TEXTE À LIRE ::
___
Décisions de la Cour fédérale

Informations sur la décision

Contenu de la décision

 

Cour fédérale

 

Federal Court

Date : 20110106

Dossier : IMM-2202-10

Référence : 2011 CF 5

[TRADUCTION FRANÇAISE CERTIFIÉE, NON RÉVISÉE]

Ottawa (Ontario), le 6 janvier 2011

En présence de monsieur le juge Pinard

ENTRE :

JOSE GUADALUPE VELAZQUEZ HERNANDEZ

 

demandeur

et

 

LE MINISTRE DE LA CITOYENNETÉ

 ET DE L’IMMIGRATION

défendeur

 

 

 

MOTIFS DU JUGEMENT ET JUGEMENT

 

 

[1]               Il s’agit d’une demande de contrôle judiciaire, présentée par Jose Guadalupe Velazquez Hernandez (le demandeur) en vertu du paragraphe 72(1) de la Loi sur l’immigration et la protection des réfugiés, L.C. 2001, ch. 27 (la Loi), visant la décision rendue par un membre de la Commission de l’immigration et du statut de réfugié (la Commission). La Commission a conclu que le demandeur n’était pas un réfugié au sens de la Convention, ni une personne à protéger au titre des articles 96 et 97 de la Loi.
___
OBJECTIF DE L'EXERCICE :: Restituez intégralement, mot pour mot, le texte de la décision de la Cour fédérale ci-dessus.

(Libellés des points d'objets)
___
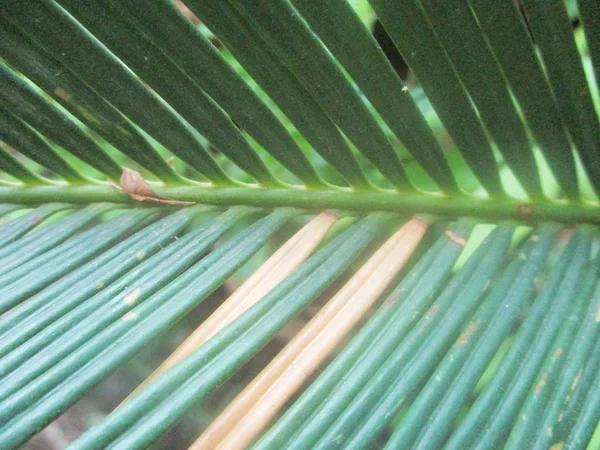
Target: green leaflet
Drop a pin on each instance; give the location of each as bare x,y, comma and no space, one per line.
508,37
356,49
30,106
326,398
114,28
462,367
100,355
580,331
97,313
195,55
282,86
22,138
305,56
41,310
416,40
584,345
588,14
588,418
81,101
552,32
13,166
479,73
21,225
65,39
215,361
5,209
28,277
540,326
382,399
___
SOLUTION DU PROBLÈME ::
Décisions de la Cour fédérale

Informations sur la décision

Contenu de la décision

 

Cour fédérale

 

Federal Court

Date : 20110106

Dossier : IMM-2202-10

Référence : 2011 CF 5

[TRADUCTION FRANÇAISE CERTIFIÉE, NON RÉVISÉE]

Ottawa (Ontario), le 6 janvier 2011

En présence de monsieur le juge Pinard

ENTRE :

JOSE GUADALUPE VELAZQUEZ HERNANDEZ

 

demandeur

et

 

LE MINISTRE DE LA CITOYENNETÉ

 ET DE L’IMMIGRATION

défendeur

 

 

 

MOTIFS DU JUGEMENT ET JUGEMENT

 

 

[1]               Il s’agit d’une demande de contrôle judiciaire, présentée par Jose Guadalupe Velazquez Hernandez (le demandeur) en vertu du paragraphe 72(1) de la Loi sur l’immigration et la protection des réfugiés, L.C. 2001, ch. 27 (la Loi), visant la décision rendue par un membre de la Commission de l’immigration et du statut de réfugié (la Commission). La Commission a conclu que le demandeur n’était pas un réfugié au sens de la Convention, ni une personne à protéger au titre des articles 96 et 97 de la Loi.